§ Problem details
Please rewrite every line of the items below as a JSON list of strings, one string per line, leaving out blank lines.

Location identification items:
--------------------------------------------------

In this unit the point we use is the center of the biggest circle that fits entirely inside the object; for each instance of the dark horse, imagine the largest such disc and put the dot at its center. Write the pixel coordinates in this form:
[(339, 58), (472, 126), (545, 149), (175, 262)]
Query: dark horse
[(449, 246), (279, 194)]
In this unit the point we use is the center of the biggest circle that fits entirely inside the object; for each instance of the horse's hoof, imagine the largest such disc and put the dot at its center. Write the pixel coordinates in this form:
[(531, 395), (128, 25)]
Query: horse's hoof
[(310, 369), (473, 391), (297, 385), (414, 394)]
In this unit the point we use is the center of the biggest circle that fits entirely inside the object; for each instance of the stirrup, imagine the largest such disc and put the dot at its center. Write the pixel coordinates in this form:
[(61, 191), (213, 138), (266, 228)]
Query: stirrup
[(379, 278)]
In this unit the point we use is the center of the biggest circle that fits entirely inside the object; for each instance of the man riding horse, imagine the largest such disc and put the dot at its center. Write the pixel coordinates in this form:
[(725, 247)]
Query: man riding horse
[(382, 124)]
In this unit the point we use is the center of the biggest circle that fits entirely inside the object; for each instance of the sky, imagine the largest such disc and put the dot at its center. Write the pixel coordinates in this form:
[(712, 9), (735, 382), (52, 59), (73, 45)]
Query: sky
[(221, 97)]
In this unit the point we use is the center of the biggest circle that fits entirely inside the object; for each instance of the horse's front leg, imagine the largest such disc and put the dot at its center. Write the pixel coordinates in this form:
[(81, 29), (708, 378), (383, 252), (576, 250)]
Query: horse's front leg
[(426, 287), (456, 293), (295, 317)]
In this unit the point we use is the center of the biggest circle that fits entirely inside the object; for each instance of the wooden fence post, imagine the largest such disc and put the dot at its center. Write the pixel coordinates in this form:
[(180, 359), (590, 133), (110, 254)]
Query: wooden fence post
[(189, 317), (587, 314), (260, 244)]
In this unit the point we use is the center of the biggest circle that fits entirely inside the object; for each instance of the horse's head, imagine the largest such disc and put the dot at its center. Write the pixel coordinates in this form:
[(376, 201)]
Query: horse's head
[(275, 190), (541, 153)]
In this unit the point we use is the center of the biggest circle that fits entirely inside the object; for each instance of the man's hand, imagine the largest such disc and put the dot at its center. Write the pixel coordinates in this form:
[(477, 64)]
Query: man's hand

--------------------------------------------------

§ Result
[
  "In this unit the point we use is the center of the biggest circle that fits entirely inside the object; for each instance of the dark horse, imagine the largest such disc and put the dot at its center. Write the pixel coordinates in this form:",
  "[(339, 58), (472, 126), (545, 149), (175, 262)]",
  "Query: dark horse",
  "[(449, 246), (279, 194)]",
  "In this unit the point we use is the center of the biggest circle that fits entirely inside the object; for each instance of the horse's hoof, imagine the largest such disc and put the dot at its center. Write the pixel coordinates in this form:",
  "[(531, 395), (128, 25)]",
  "Query: horse's hoof",
  "[(310, 369), (473, 391), (297, 385), (414, 394)]",
  "In this unit the point we use is the center of the biggest circle that fits entirely inside the object; for each instance of the stirrup, imagine the largest such disc and put the dot at its center. Write the pixel coordinates in this form:",
  "[(61, 191), (213, 138), (266, 228)]",
  "Query: stirrup",
  "[(379, 278)]",
  "In this unit the point we use is the center of the biggest circle that fits entirely inside the object; for each instance of the man riding horse, imagine the largest such disc and put the dot at its center. Write the pixel coordinates in this form:",
  "[(725, 247)]",
  "Query: man riding horse",
  "[(382, 124)]",
  "In this unit the point we use is the center of the biggest circle that fits entirely inside the object; for each instance of the sky, imagine the largest such disc and put the dot at its center. Write the pixel coordinates in this form:",
  "[(712, 9), (735, 382), (52, 59), (73, 45)]",
  "Query: sky",
  "[(221, 97)]",
  "In this unit the point we use is the center of the biggest circle that fits entirely inside the object; for each instance of the horse's front leg, imagine the largest such disc and put the dot at its center. Write the pixel coordinates in this form:",
  "[(81, 29), (708, 378), (383, 252), (576, 250)]",
  "Query: horse's front leg",
  "[(426, 287), (456, 293), (295, 317)]",
  "In this unit the point we use is the center of the biggest circle that fits entirely inside the object; for each instance of the wooden fence post, imagine the largest such disc and put the dot at its center. Write the pixel coordinates in this form:",
  "[(180, 359), (590, 133), (110, 254)]",
  "Query: wooden fence post",
  "[(189, 317), (587, 314), (260, 244)]",
  "In this unit the point we use is the center of the biggest circle that fits entirely inside the object; for each instance of the horse's head, imagine the largest such disc and put the dot at its center. Write the pixel coordinates in this form:",
  "[(376, 201)]",
  "Query: horse's head",
  "[(275, 190), (541, 153)]",
  "In this unit the point we use is the center of the biggest circle that fits entirely inside the object; for each instance of the man's hand, imagine the largest such disc and put the dot at its center. Write the pixel coordinates in this form:",
  "[(477, 64)]",
  "Query: man's hand"
]